(Beginning of EXTRACTED RECORDS)
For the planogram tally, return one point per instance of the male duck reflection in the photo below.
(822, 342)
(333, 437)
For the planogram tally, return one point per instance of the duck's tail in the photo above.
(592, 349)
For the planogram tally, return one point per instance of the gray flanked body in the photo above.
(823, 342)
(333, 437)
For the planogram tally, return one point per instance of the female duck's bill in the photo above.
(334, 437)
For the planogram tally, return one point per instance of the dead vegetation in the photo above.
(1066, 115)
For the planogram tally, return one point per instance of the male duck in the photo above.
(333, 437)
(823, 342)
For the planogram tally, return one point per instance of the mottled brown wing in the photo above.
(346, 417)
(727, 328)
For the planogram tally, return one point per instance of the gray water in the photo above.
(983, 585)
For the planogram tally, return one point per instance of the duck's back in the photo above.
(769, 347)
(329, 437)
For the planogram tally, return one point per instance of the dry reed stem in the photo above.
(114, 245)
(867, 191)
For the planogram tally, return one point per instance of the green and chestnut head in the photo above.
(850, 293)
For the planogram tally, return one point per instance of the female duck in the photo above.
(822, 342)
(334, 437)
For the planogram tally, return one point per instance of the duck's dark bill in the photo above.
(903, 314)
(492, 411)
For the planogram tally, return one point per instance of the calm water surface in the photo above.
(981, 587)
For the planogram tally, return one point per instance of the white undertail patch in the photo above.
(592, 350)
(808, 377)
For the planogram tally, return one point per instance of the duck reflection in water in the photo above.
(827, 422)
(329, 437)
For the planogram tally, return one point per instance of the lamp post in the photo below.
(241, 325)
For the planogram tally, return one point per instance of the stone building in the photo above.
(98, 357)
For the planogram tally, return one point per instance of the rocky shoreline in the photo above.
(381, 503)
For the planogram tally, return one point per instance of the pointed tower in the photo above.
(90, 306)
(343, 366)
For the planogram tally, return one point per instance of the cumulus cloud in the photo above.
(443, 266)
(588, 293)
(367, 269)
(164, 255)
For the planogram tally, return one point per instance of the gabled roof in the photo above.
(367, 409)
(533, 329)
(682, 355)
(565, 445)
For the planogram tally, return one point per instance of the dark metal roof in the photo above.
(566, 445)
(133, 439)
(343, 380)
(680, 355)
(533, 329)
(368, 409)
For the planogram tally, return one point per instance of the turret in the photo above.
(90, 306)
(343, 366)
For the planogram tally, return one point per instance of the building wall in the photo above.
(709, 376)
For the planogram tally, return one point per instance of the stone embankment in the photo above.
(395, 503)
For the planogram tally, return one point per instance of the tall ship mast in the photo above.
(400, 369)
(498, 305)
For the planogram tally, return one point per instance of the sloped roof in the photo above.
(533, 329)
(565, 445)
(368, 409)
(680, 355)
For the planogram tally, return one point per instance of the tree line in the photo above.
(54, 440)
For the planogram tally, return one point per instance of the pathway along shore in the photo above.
(End of EXTRACTED RECORDS)
_INSTRUCTIONS TO FOLLOW_.
Exact copies of the lines from the one holding "tree line in the photo above." to the end of the entries are all that should be written.

_RESULT FOR THIS EXERCISE_.
For the planogram tally, return one point per instance of the tree line in the photo above.
(54, 440)
For the planogram tally, return one point per instance of the pathway along shore in the photo above.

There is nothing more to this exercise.